The material facts of the case and the questions
in issue are sufficiently stated in the judgment now reported, and are
indicated in the above head-note. The appeal was dismissed with costs, with a
slight variation (in reduction) of the amount.
R.S. Robertson K.C. and T.J. Rigney K.C.
for the appellant.
A.B. Cunningham K.C. for the respondent.
ANGLIN C.J.C.—I concur in the judgment of my
brother Lamont dismissing this appeal. In fact, the only difficulty I have had
in connection with this case arises from the decision of this Court in Continental
Casualty Co. v. Yorke, where
a somewhat similar appeal was dismissed on the ground that
the defendant, to escape liability under
the condition, must shew that the boy was driving with the knowledge, consent
or connivance of S., and this it had failed to do. Such consent could not be
presumed as against the plaintiff by reason of the judgment obtained by
plaintiff against S.; it did not necessarily follow that because judgment was
given against S., the latter had any knowledge that her son was driving her
automobile, or that she consented thereto.

Direction: Continue the court judgment on the insurance appeal from where it stops, picking up after its last sentence.

Listing:

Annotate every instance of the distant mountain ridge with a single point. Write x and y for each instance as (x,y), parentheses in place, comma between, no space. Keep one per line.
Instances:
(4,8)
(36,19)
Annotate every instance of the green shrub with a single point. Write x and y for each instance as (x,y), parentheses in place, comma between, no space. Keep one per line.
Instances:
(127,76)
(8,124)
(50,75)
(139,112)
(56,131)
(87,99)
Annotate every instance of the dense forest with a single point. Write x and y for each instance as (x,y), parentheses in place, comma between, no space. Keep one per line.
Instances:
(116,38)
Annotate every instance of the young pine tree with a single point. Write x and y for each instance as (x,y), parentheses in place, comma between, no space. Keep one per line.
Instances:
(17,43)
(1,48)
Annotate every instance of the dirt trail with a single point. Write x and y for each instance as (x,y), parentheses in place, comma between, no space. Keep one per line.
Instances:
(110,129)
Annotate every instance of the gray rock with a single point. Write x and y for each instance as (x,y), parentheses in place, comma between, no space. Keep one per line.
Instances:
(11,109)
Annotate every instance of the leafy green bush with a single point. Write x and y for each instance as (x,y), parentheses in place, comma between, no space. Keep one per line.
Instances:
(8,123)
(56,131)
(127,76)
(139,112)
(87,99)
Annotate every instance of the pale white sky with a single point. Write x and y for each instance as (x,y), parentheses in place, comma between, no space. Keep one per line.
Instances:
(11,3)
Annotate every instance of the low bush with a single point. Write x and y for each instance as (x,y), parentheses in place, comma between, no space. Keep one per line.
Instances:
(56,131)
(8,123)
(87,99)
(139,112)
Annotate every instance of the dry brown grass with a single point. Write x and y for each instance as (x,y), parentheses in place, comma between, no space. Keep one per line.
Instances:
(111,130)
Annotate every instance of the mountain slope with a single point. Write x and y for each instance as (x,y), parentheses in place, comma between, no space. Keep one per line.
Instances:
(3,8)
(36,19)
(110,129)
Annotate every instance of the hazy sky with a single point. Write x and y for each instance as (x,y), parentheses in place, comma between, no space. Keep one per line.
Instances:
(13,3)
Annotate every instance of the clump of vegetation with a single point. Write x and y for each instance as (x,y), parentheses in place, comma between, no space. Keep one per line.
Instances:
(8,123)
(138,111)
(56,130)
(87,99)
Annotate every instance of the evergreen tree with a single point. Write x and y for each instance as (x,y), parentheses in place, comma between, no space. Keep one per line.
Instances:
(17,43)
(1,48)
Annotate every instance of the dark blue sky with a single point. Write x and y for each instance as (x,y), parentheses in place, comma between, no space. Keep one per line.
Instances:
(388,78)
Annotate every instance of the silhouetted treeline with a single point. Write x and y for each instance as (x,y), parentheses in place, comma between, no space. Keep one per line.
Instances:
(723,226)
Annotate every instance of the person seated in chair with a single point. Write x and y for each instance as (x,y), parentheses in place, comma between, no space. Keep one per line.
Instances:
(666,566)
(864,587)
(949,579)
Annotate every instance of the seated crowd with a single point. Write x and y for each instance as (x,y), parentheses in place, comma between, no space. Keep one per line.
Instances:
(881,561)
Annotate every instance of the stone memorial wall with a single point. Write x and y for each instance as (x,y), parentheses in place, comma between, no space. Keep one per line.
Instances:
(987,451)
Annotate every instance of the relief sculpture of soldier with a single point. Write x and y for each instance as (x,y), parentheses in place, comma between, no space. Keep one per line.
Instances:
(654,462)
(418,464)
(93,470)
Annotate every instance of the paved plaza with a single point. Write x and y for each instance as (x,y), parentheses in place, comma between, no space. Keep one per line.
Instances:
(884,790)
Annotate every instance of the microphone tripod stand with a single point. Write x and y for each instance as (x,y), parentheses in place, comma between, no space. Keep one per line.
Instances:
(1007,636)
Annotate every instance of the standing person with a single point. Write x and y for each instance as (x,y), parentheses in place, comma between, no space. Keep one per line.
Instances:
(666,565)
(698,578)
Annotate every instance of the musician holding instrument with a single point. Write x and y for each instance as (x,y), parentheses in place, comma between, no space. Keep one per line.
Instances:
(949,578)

Answer below:
This case, however, I am inclined to regard as sui
generis—un arrêt d’espèce, and it should not be allowed to govern in
the case now before us. Indeed, in my opinion, it is too clear to admit of argument
to the contrary that the appellant was bound by the judgment against Anna
Fitzgerald, both as to the fact of her liability and the amount thereof.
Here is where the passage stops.